→ Aim of the task
Say only how many lines in the entries below contain the word "roof".

Saved data entries
= = = =

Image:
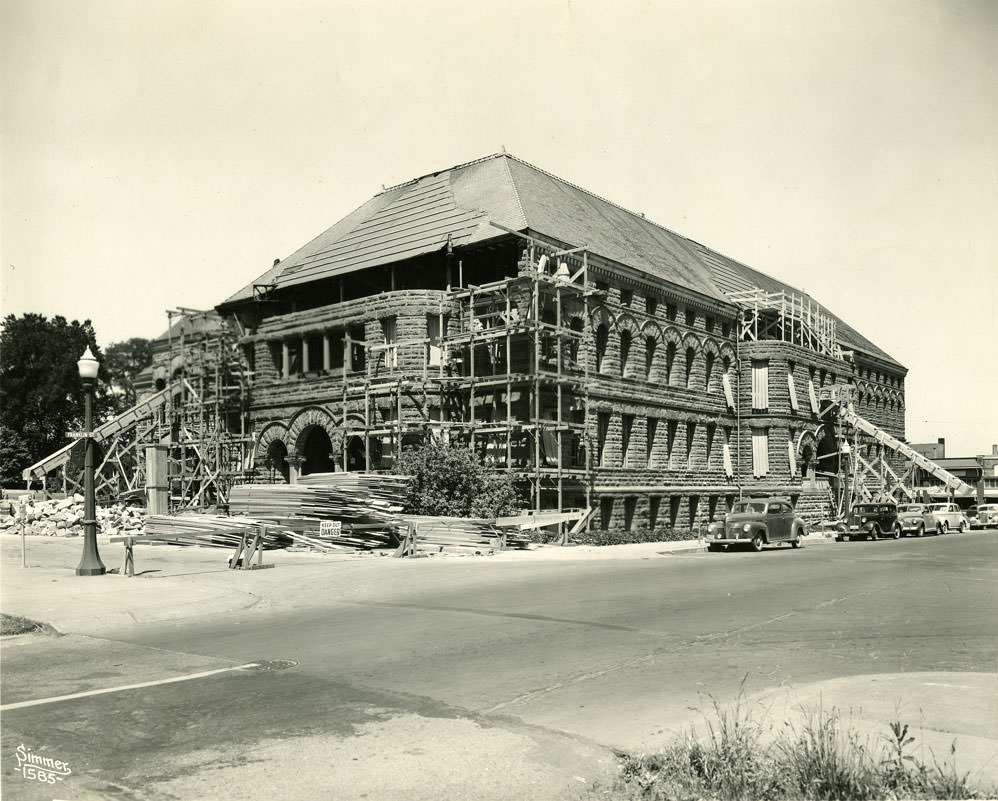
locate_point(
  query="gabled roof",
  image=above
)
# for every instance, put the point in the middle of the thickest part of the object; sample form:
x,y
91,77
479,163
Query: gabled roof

= = = =

→ Worked solution
2